Dataset entries:

══════════

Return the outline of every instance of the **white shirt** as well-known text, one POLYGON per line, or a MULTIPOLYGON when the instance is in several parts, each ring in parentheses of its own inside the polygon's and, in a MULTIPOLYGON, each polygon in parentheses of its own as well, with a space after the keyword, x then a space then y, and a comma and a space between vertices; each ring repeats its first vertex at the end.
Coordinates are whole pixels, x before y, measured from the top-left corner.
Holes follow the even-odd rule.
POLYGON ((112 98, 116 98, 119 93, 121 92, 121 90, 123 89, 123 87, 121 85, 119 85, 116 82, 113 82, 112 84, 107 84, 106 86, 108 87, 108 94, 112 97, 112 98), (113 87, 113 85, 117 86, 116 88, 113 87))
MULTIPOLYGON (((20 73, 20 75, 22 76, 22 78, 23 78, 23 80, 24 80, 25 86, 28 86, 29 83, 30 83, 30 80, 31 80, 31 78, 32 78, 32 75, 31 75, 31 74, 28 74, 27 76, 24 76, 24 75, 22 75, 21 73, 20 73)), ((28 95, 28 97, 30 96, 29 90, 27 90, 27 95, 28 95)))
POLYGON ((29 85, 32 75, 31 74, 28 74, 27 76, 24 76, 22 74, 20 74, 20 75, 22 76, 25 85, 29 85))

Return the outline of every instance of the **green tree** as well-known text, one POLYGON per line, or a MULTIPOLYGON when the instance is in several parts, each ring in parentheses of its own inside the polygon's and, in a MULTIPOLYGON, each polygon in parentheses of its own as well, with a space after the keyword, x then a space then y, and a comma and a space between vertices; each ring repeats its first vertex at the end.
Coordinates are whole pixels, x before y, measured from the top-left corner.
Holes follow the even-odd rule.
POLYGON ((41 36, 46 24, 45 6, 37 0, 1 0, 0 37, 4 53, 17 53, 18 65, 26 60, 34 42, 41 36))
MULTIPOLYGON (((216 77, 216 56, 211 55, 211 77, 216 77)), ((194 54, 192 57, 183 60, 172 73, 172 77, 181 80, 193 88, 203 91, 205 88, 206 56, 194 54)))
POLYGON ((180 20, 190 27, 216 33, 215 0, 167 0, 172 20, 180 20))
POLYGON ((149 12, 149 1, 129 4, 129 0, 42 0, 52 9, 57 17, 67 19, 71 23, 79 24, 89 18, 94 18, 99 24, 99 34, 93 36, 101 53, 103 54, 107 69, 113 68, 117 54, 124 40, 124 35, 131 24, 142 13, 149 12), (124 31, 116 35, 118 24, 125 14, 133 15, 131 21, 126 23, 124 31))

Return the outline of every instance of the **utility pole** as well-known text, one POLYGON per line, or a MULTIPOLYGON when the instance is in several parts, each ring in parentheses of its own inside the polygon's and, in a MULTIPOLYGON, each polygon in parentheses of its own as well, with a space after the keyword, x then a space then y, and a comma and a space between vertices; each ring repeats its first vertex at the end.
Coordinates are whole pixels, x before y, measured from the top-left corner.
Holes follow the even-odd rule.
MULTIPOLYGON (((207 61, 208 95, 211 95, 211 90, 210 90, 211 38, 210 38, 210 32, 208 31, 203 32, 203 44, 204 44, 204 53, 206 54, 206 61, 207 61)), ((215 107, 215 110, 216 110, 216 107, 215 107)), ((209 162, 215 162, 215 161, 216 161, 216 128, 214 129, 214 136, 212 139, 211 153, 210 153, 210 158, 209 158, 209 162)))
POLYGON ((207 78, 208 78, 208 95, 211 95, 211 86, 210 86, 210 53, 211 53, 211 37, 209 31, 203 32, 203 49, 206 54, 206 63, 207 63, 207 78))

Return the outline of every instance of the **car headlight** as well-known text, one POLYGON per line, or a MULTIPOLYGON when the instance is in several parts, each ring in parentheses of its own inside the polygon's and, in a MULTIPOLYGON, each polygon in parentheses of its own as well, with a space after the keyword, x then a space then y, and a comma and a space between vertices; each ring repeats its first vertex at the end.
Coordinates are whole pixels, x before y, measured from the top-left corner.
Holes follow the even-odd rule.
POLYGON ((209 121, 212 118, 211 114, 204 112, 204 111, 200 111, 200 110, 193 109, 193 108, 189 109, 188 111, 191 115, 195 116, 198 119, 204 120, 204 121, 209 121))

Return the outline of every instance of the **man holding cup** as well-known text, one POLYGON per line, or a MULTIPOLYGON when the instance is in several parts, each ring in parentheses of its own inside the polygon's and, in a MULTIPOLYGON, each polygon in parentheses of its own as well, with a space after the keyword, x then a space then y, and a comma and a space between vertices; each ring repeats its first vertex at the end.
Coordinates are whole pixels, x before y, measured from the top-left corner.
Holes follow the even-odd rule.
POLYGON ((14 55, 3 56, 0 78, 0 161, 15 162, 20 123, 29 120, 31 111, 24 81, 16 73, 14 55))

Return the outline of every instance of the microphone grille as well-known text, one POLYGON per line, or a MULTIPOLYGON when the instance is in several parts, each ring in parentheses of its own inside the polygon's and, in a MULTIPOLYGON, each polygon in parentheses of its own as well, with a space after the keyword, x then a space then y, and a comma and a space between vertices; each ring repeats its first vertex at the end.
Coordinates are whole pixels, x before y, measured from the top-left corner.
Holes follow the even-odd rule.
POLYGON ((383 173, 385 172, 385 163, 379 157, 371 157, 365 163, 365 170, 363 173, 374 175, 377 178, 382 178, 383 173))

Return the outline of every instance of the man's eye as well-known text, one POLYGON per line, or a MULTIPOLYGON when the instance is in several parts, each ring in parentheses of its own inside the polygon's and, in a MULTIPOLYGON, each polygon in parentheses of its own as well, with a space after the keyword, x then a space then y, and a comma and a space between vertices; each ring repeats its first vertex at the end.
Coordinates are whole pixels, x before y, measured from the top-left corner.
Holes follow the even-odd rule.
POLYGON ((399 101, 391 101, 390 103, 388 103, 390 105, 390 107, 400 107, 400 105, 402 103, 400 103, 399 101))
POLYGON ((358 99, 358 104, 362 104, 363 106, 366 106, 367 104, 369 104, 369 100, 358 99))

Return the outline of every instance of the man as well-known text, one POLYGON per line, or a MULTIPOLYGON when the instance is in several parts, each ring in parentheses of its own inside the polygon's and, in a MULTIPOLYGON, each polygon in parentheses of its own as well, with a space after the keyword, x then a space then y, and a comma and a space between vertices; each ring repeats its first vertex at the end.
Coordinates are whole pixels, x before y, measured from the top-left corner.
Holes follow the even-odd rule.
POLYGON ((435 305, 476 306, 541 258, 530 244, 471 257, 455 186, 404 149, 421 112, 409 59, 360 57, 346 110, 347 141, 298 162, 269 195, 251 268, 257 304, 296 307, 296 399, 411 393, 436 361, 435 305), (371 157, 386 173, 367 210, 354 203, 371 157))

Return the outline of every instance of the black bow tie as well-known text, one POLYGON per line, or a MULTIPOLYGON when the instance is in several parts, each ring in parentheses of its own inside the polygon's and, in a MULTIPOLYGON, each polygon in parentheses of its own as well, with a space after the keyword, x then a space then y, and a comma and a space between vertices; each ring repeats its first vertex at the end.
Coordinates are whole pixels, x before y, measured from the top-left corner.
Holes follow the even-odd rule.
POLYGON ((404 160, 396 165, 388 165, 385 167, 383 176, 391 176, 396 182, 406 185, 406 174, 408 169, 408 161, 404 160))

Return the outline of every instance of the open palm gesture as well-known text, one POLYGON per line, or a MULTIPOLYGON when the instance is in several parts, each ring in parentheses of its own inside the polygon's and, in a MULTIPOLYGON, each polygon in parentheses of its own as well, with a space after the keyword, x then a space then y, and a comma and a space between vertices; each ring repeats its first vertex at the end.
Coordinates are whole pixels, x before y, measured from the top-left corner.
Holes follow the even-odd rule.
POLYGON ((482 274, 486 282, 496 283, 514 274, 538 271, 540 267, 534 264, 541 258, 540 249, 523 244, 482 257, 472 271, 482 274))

══════════

PROBLEM TO WORK ON: Output the records above in their entirety, exactly.

OUTPUT OF THE EXERCISE:
Return the outline of every instance of the **white shirt** as well-known text, one POLYGON per line, or a MULTIPOLYGON when the instance is in several parts, each ring in parentheses of its own inside the polygon's and, in a MULTIPOLYGON, each polygon in parentheses of its own as well, with a space after the keyword, x then a space then y, and a comma and a space between vertices; each ring repeats its first vertex at the end.
Coordinates are whole pixels, x before y, measured from the top-left corner.
Holes follow the even-odd rule.
POLYGON ((112 98, 116 98, 119 93, 121 92, 121 90, 123 89, 123 87, 121 85, 119 85, 116 82, 113 82, 112 84, 107 84, 106 86, 108 87, 108 94, 112 97, 112 98), (113 87, 113 85, 117 86, 116 88, 113 87))
MULTIPOLYGON (((20 73, 20 75, 22 76, 22 78, 23 78, 23 80, 24 80, 25 86, 28 86, 29 83, 30 83, 30 80, 31 80, 31 78, 32 78, 32 75, 31 75, 31 74, 28 74, 27 76, 24 76, 24 75, 22 75, 21 73, 20 73)), ((28 95, 28 97, 30 96, 29 90, 27 90, 27 95, 28 95)))
POLYGON ((29 85, 32 75, 31 74, 28 74, 27 76, 24 76, 22 74, 20 74, 20 75, 22 76, 25 85, 29 85))

Return the outline of every instance of the **green tree** as well-known text, one POLYGON per line, or a MULTIPOLYGON when the instance is in several parts, each ring in parentheses of its own inside the polygon's and, in a MULTIPOLYGON, each polygon in parentheses of its own as well, with a space after the keyword, x then a space then y, and a comma and a space between vertices; each ring repeats its first vertex at the end.
Coordinates are whole pixels, x before y, measured from the top-left corner.
Holes follow the even-odd rule.
POLYGON ((41 36, 46 24, 45 6, 37 0, 1 0, 0 37, 4 53, 17 53, 18 65, 26 60, 34 42, 41 36))
MULTIPOLYGON (((216 77, 216 56, 211 55, 211 77, 216 77)), ((194 54, 192 57, 183 60, 172 73, 172 77, 181 80, 193 88, 203 91, 205 88, 206 56, 194 54)))
POLYGON ((180 20, 190 27, 216 33, 215 0, 167 0, 172 20, 180 20))
POLYGON ((149 12, 149 1, 129 4, 129 0, 42 0, 52 9, 57 17, 67 19, 71 23, 79 24, 89 18, 94 18, 99 24, 99 34, 93 36, 101 53, 103 54, 107 69, 113 68, 117 54, 124 40, 124 35, 131 24, 142 13, 149 12), (124 31, 116 35, 118 24, 125 14, 133 15, 131 21, 126 23, 124 31))

Return the outline of every instance of the **utility pole** as well-known text, one POLYGON per line, or a MULTIPOLYGON when the instance is in several parts, each ring in parentheses of its own inside the polygon's and, in a MULTIPOLYGON, each polygon in parentheses of its own as well, with a space after the keyword, x then a space then y, and a comma and a space between vertices; each ring repeats its first vertex at the end.
Coordinates are whole pixels, x before y, measured from the top-left corner.
Holes follow the even-odd rule.
MULTIPOLYGON (((207 61, 208 95, 211 95, 211 90, 210 90, 211 38, 210 38, 210 32, 208 31, 203 32, 203 44, 204 44, 204 53, 206 54, 206 61, 207 61)), ((215 107, 215 110, 216 110, 216 107, 215 107)), ((209 162, 215 162, 215 161, 216 161, 216 128, 214 129, 214 136, 212 139, 211 153, 210 153, 210 158, 209 158, 209 162)))
POLYGON ((207 78, 208 78, 208 95, 211 95, 211 86, 210 86, 210 53, 211 53, 211 37, 209 31, 203 32, 203 49, 206 54, 206 63, 207 63, 207 78))

Return the outline of every instance of the **car headlight** as well-known text, one POLYGON per line, or a MULTIPOLYGON when the instance is in several parts, each ring in parentheses of its own inside the polygon's and, in a MULTIPOLYGON, each polygon in parentheses of its own as well, with a space after the keyword, x then a space then y, and a comma and a space between vertices; each ring repeats its first vertex at the end.
Coordinates are whole pixels, x before y, measured from the top-left corner.
Holes follow the even-odd rule.
POLYGON ((209 121, 212 118, 211 114, 204 112, 204 111, 200 111, 200 110, 193 109, 193 108, 189 109, 188 111, 191 115, 195 116, 198 119, 204 120, 204 121, 209 121))

Return the outline of every instance of the **man holding cup** as well-known text, one POLYGON per line, or a MULTIPOLYGON when the instance is in several parts, each ring in parentheses of its own inside the polygon's and, in a MULTIPOLYGON, each polygon in parentheses of its own as well, with a space after the keyword, x then a space then y, and a comma and a space between vertices; each ring repeats its first vertex at the end.
Coordinates are whole pixels, x before y, measured from the top-left corner.
Holes follow the even-odd rule.
POLYGON ((14 55, 3 56, 0 78, 0 161, 15 162, 20 123, 29 120, 31 111, 24 81, 16 73, 14 55))

Return the outline of every instance of the microphone grille as well-known text, one POLYGON per line, or a MULTIPOLYGON when the instance is in several parts, each ring in parentheses of its own inside the polygon's and, in a MULTIPOLYGON, each polygon in parentheses of its own as well, with a space after the keyword, x then a space then y, and a comma and a space between vertices; each ring repeats its first vertex at the end.
Coordinates are whole pixels, x before y, measured from the top-left corner.
Holes follow the even-odd rule.
POLYGON ((383 173, 385 172, 385 163, 379 157, 371 157, 365 163, 365 170, 363 173, 374 175, 377 178, 382 178, 383 173))

Return the outline of every instance of the man's eye as well-known text, one POLYGON per line, or a MULTIPOLYGON when the instance is in several parts, each ring in parentheses of its own inside the polygon's and, in a MULTIPOLYGON, each polygon in parentheses of its own as well, with a space after the keyword, x then a space then y, and a comma and a space between vertices; each ring repeats its first vertex at the end.
Coordinates are whole pixels, x before y, measured from the top-left corner.
Holes follow the even-odd rule.
POLYGON ((399 101, 391 101, 390 103, 388 103, 390 105, 390 107, 400 107, 400 105, 402 103, 400 103, 399 101))
POLYGON ((358 99, 358 104, 362 104, 363 106, 366 106, 367 104, 369 104, 369 100, 358 99))

Return the outline of every instance of the man as well-known text, one POLYGON per line, or a MULTIPOLYGON when the instance is in several parts, each ring in parentheses of its own inside the polygon's and, in a MULTIPOLYGON, each polygon in parentheses of its own as well, with a space after the keyword, x then a space then y, and a comma and a space between vertices; each ring repeats its first vertex at the end.
Coordinates are whole pixels, x before y, measured from the top-left corner.
Holes follow the even-odd rule.
POLYGON ((435 305, 476 306, 541 258, 530 244, 471 257, 455 186, 404 149, 421 112, 409 59, 360 57, 346 110, 347 141, 298 162, 269 195, 251 268, 257 304, 296 307, 296 399, 411 393, 436 361, 435 305), (371 157, 386 173, 367 210, 354 203, 371 157))

Return the outline of every instance of the black bow tie as well-known text, one POLYGON per line, or a MULTIPOLYGON when the instance is in several parts, each ring in parentheses of its own inside the polygon's and, in a MULTIPOLYGON, each polygon in parentheses of its own as well, with a space after the keyword, x then a space then y, and a comma and a space between vertices; each ring repeats its first vertex at the end.
Coordinates are whole pixels, x before y, measured from the top-left corner.
Holes follow the even-odd rule.
POLYGON ((404 160, 396 165, 388 165, 385 167, 383 176, 391 176, 396 182, 406 185, 406 174, 408 169, 408 161, 404 160))

Return the outline of every instance of the open palm gesture as well-known text, one POLYGON per line, or a MULTIPOLYGON when the instance is in several parts, each ring in parentheses of its own inside the polygon's and, in a MULTIPOLYGON, each polygon in parentheses of its own as well, with a space after the keyword, x then a space then y, and a comma and a space between vertices; each ring repeats its first vertex at the end.
Coordinates are whole pixels, x before y, measured from the top-left corner.
Holes follow the even-odd rule.
POLYGON ((482 274, 486 282, 496 283, 514 274, 538 271, 540 267, 534 264, 541 258, 540 249, 523 244, 482 257, 472 271, 482 274))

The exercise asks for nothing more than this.